Provided data ▸
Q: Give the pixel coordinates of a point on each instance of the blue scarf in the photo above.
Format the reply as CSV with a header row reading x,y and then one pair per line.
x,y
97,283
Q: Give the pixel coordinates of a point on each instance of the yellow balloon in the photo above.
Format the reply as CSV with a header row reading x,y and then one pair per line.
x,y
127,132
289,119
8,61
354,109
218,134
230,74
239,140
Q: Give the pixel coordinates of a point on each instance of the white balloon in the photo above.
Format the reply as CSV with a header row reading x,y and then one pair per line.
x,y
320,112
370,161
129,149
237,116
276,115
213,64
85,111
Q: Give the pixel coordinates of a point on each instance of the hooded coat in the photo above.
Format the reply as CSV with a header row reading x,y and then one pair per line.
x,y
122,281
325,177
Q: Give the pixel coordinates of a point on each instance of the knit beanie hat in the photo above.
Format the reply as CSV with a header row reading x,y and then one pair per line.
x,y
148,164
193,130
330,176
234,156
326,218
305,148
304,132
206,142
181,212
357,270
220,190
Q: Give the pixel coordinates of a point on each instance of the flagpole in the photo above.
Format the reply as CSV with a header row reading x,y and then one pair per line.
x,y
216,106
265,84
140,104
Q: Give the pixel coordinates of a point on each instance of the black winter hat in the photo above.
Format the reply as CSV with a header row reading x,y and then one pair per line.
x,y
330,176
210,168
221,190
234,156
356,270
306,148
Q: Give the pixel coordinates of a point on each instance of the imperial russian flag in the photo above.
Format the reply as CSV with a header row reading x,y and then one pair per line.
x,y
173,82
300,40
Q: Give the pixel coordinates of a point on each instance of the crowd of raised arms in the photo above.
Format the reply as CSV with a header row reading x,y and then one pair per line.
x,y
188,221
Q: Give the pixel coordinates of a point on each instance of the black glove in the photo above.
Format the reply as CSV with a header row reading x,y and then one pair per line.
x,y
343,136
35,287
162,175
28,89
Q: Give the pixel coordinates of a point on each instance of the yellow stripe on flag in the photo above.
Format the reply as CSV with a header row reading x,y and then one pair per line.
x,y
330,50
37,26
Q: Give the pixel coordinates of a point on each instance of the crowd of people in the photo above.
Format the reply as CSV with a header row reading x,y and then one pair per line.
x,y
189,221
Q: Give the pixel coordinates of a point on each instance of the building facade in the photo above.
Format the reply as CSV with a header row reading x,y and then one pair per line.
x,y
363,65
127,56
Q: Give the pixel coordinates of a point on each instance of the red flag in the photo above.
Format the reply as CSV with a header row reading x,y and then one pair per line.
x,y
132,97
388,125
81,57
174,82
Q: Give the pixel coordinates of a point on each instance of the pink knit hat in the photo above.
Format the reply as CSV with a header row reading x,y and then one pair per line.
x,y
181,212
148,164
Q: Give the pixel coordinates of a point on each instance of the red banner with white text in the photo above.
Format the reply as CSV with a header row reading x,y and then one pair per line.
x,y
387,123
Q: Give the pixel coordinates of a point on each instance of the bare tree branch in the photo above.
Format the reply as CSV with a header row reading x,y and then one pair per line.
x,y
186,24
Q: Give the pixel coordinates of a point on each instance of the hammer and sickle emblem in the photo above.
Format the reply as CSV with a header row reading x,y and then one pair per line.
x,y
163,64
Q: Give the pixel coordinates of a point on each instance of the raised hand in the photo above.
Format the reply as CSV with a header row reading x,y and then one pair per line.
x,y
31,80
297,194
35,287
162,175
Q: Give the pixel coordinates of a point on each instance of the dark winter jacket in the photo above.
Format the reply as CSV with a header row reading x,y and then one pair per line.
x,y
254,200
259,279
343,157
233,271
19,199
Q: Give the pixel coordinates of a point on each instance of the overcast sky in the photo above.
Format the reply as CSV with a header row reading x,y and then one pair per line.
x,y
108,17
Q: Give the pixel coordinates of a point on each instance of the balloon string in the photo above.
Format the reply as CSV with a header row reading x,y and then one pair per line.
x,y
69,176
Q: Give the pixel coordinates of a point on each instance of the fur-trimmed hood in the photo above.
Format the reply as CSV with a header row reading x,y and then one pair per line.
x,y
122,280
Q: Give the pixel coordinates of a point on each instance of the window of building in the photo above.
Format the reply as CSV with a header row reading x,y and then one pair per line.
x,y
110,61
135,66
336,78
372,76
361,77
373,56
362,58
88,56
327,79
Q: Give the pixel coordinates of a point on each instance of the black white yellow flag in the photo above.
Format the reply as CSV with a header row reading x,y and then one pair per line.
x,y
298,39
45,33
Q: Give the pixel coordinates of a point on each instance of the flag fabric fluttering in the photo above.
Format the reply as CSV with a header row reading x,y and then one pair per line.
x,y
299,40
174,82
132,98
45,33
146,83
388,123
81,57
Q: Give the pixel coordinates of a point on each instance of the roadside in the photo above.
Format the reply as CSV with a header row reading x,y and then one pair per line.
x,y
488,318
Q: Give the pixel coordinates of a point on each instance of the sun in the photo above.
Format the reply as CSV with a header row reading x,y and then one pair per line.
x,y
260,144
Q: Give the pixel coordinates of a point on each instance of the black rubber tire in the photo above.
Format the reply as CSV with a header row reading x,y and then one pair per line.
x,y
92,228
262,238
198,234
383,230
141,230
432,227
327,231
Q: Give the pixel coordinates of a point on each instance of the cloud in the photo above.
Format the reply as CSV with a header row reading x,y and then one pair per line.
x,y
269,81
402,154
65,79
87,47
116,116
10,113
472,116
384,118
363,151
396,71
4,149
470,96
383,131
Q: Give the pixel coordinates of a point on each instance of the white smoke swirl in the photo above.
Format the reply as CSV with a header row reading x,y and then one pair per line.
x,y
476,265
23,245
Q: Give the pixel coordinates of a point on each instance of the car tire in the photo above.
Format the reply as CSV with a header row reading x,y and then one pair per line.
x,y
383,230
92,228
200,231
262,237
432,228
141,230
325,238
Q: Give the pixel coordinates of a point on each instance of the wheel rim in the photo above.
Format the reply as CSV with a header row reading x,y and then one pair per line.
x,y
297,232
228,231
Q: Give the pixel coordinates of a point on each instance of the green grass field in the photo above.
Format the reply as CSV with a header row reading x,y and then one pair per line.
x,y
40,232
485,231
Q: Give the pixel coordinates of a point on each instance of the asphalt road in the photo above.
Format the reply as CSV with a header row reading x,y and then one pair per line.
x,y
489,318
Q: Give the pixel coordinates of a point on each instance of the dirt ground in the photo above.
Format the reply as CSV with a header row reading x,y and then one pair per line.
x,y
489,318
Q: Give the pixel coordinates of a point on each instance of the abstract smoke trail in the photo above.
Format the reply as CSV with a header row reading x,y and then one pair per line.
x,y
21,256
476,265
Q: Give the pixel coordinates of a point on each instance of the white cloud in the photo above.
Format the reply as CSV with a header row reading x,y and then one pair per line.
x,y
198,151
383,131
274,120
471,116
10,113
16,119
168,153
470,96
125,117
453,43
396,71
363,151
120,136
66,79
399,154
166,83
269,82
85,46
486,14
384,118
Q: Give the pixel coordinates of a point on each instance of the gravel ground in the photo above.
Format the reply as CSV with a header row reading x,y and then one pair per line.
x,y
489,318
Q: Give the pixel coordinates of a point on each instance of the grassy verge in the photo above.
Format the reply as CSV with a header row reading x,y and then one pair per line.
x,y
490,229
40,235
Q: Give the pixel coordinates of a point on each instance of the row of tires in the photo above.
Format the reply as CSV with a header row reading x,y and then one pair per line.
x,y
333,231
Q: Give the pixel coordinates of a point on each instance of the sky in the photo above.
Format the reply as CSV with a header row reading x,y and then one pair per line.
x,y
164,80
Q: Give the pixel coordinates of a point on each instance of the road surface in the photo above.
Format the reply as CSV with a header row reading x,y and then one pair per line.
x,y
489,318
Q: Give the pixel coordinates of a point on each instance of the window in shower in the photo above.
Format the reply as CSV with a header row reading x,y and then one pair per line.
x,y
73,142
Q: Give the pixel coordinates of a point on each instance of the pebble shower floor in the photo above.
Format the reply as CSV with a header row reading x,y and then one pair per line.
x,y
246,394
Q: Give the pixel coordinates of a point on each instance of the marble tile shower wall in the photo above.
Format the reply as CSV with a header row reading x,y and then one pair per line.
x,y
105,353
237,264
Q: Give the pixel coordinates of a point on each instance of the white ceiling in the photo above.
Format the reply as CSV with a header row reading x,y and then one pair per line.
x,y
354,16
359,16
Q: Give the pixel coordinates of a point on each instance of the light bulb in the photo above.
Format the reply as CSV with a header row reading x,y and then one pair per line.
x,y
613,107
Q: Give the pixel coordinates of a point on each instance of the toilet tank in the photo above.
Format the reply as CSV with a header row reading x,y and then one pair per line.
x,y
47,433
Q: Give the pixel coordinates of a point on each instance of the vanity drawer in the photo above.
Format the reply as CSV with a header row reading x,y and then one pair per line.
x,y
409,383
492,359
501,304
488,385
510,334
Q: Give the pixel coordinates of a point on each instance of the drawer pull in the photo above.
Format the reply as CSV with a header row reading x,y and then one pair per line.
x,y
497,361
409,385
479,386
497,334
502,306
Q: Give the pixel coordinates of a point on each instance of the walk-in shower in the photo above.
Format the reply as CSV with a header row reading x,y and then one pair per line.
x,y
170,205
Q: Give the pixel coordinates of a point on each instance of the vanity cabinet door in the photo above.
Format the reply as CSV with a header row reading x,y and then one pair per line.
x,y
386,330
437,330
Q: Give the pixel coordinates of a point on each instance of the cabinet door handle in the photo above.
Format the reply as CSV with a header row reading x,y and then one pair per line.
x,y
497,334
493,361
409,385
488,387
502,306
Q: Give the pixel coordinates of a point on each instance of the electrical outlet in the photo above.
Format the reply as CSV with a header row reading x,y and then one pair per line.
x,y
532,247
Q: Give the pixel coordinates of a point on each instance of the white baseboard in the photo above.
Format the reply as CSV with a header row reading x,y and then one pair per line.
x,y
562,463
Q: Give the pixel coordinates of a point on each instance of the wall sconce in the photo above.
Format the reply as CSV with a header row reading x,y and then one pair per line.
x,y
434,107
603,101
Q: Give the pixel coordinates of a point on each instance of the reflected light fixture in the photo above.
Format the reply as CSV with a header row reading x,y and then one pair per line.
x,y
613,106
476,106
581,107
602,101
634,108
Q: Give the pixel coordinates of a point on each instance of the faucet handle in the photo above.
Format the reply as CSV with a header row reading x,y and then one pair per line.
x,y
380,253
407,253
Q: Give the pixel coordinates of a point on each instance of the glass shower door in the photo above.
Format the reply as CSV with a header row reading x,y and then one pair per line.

What the task requires ▸ Show me all lines in the records that contain "yellow".

Expected answer ▸
Q: Give the pixel coordinates of a point on each instance of the yellow balloon in the photo above.
Q: Give the pixel coordinates of a point on each instance of the yellow stripe on flag in the photo above.
Q: Give the pixel coordinates of a point on each instance of the black white yellow flag in the photo above.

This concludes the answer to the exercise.